- [Problem description]:
In the lines below, find the one that contains "of the shoreline" and write it out exactly, along with every line that follows it.

Image object location entries
************

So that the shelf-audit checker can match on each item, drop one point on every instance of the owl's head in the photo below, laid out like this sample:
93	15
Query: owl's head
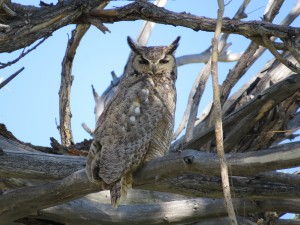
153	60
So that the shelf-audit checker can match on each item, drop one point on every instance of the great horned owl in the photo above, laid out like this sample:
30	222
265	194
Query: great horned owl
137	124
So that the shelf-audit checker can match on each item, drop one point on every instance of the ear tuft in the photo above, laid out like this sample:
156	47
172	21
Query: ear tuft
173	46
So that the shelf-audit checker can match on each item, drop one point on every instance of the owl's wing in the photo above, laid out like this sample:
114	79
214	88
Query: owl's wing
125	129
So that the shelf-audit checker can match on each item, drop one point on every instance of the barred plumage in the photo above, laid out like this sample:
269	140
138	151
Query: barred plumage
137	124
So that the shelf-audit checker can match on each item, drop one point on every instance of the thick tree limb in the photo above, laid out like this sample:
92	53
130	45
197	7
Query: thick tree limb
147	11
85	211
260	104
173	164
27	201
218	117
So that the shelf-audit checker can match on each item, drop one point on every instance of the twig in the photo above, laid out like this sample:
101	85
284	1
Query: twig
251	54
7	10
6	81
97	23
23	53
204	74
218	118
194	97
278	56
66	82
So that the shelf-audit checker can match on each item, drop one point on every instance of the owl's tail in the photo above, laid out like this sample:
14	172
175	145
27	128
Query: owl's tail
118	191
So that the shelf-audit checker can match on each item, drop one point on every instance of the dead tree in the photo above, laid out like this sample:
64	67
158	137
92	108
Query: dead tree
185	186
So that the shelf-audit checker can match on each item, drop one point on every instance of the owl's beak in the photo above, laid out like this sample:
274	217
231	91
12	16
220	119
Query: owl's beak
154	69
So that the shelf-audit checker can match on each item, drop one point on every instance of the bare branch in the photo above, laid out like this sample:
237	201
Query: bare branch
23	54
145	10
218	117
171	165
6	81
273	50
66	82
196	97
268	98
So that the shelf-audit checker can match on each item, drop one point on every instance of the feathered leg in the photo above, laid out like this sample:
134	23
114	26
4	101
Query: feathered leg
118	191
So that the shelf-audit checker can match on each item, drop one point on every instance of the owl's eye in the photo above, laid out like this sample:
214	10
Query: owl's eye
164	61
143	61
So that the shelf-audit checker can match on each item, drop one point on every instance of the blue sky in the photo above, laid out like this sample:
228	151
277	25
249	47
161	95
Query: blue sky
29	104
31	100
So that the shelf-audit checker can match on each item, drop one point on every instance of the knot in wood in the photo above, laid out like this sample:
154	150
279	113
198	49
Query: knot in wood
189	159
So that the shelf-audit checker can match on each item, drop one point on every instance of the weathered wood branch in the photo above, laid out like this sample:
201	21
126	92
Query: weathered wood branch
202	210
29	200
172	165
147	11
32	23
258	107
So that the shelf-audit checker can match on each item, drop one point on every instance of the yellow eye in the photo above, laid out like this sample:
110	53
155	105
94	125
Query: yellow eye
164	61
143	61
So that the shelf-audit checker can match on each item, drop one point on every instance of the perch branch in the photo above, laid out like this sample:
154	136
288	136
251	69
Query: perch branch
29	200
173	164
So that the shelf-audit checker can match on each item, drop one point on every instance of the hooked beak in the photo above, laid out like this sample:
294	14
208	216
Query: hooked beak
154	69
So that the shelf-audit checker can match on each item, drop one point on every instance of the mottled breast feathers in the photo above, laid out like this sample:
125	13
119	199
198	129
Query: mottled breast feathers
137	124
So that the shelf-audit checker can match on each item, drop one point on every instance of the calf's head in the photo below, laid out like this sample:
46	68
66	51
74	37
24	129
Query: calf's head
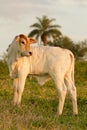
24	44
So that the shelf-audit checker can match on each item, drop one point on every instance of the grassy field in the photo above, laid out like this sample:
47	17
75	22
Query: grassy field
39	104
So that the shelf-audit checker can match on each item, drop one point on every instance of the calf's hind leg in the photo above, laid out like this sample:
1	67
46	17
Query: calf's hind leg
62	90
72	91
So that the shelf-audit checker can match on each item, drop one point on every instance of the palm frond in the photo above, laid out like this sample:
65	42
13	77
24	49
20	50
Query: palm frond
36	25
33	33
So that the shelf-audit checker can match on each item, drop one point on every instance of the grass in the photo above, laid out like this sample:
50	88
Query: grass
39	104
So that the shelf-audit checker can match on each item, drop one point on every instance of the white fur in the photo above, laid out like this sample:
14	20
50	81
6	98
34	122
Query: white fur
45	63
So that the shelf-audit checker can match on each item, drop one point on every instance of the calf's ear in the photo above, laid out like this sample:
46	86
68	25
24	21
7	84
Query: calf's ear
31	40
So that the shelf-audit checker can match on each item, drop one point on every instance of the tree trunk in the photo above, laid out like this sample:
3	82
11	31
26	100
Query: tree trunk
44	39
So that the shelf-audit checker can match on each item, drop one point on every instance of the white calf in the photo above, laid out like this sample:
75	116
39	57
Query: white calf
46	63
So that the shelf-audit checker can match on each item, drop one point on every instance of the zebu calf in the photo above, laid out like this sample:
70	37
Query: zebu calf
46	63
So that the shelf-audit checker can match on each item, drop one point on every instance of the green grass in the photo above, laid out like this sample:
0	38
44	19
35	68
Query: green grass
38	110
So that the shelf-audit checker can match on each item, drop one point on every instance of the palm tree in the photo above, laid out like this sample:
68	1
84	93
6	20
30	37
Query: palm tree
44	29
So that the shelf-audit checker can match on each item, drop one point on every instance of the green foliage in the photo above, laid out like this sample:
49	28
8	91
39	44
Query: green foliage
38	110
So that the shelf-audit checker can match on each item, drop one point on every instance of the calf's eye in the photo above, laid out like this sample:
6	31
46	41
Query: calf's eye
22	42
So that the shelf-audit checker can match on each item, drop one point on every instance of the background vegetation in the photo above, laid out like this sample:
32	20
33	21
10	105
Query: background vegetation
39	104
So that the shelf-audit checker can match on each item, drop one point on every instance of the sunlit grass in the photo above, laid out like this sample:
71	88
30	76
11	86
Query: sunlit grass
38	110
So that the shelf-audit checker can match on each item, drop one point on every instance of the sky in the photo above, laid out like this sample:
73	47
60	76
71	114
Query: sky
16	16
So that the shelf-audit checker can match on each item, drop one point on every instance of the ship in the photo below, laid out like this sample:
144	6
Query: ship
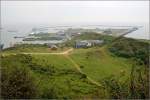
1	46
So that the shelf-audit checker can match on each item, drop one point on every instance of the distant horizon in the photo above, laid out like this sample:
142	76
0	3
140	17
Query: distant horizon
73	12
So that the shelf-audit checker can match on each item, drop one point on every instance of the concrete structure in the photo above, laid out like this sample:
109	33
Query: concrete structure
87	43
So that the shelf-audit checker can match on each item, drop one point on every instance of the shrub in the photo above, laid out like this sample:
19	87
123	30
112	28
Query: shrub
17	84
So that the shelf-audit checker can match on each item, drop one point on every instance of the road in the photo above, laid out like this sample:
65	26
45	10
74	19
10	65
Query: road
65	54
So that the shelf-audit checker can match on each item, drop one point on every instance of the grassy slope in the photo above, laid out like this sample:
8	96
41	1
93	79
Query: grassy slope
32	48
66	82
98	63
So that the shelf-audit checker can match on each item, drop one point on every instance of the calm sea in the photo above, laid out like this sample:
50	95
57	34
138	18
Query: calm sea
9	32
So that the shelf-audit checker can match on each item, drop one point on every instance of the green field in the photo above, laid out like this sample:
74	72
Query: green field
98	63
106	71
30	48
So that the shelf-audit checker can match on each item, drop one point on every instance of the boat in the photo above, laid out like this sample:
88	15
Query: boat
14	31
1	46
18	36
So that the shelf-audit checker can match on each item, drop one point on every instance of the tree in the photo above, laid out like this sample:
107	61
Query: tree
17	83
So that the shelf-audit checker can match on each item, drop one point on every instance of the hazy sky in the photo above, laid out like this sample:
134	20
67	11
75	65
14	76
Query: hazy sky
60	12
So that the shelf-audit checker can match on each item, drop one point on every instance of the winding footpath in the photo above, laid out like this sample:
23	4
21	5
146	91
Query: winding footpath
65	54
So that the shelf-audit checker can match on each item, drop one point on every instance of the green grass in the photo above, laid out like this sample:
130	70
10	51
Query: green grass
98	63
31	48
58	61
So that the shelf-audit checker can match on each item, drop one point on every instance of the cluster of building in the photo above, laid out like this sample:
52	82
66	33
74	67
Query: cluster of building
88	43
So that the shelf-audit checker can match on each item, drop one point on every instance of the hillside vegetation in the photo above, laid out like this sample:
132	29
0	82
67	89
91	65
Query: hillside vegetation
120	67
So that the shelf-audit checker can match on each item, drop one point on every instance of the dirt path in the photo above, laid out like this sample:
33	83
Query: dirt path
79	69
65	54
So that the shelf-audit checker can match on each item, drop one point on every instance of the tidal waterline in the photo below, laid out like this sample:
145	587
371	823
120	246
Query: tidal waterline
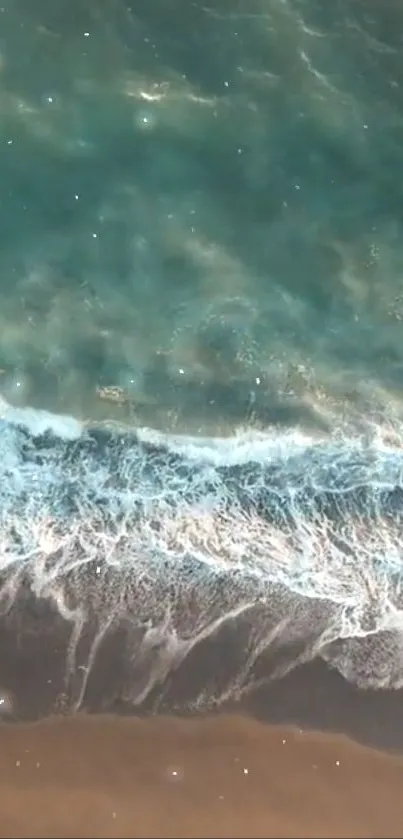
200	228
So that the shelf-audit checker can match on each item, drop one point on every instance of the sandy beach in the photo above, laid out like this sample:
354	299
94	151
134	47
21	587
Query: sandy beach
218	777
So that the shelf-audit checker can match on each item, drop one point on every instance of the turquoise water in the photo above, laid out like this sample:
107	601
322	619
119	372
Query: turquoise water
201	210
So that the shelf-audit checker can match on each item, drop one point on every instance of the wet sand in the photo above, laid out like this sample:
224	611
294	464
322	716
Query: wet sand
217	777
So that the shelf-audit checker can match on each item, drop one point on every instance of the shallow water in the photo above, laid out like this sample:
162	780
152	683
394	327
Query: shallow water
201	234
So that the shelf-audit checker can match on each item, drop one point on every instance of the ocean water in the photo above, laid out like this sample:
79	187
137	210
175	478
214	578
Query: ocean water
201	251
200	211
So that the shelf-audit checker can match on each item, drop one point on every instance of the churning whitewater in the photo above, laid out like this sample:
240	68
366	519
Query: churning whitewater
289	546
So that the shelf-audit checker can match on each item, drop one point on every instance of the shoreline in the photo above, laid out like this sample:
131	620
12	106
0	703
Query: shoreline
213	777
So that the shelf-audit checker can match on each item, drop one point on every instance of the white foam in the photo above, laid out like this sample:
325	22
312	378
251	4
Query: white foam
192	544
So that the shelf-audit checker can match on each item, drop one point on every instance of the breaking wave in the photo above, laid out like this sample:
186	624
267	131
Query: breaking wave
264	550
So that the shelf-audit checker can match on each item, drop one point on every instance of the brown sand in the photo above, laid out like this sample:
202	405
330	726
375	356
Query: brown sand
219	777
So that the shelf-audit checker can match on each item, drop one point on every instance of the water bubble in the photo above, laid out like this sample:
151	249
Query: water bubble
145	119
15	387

************

- [Response to this exercise]:
So that the shelf-audit checker can match on each item, drop one point on every instance of the shoreline in the photo above, laid out like this sample:
131	620
12	106
0	703
Query: shoreline
213	777
So that the shelf-audit checker can match on each item, drop one point on every instance of the white foam in the photo above, laid out like this sample:
325	22
312	378
251	4
Query: white foam
192	544
So that the shelf-audit checker can match on each item, drop one point on every instance of the breaking wave in the photo above, laid out like this sample:
186	624
267	131
Query: breaking wave
264	550
So that the shelf-audit checker can match on each item, drop one point on every instance of the brown sand in the photo above, laid out like this sample:
202	405
330	726
375	356
Query: brown sand
219	777
So that the shelf-audit checker can match on each item, drop one point on every instance of the water bubble in the photo above, laid out like this sample:
151	249
Query: water bubble
145	119
15	387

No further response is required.